*Exercise prompt*
Can you update the items below so that each "Observed output" reads "Recorded output" and nothing else changes?

Items from a pointing dataset:
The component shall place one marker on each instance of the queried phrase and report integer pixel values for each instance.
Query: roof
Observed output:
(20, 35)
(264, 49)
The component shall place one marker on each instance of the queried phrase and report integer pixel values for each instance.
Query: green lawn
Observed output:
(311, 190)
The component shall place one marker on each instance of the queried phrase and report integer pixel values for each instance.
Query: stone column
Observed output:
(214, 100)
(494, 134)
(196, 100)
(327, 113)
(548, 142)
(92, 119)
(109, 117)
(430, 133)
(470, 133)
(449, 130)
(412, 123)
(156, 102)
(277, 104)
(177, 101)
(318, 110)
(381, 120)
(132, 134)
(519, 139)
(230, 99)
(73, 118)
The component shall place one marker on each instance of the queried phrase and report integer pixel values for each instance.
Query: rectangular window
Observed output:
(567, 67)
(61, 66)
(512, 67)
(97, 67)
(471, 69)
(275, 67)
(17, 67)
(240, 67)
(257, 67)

*Exercise response*
The component shall place one marker on each instance of the queried phrase and report integer pixel values for each instance.
Query: roof
Recorded output:
(20, 35)
(264, 49)
The component shall place one marker on each instance of the queried phrase and report integer pixel values for each instance.
Query: green lawn
Recorded output:
(311, 190)
The component shall place one marker on each instance of the queried phrase and report integer pixel values for each instance.
Query: stone column
Recorded output:
(214, 100)
(494, 134)
(196, 100)
(327, 113)
(548, 142)
(92, 119)
(109, 117)
(430, 133)
(470, 133)
(449, 130)
(412, 123)
(156, 102)
(277, 104)
(177, 101)
(318, 110)
(381, 120)
(132, 134)
(519, 139)
(230, 99)
(73, 118)
The component shall place one marker on each instance of the queried phrase and report integer pixel values for each instance.
Query: rectangular window
Recorded output:
(567, 67)
(61, 66)
(512, 67)
(97, 67)
(471, 69)
(275, 67)
(17, 67)
(240, 67)
(257, 67)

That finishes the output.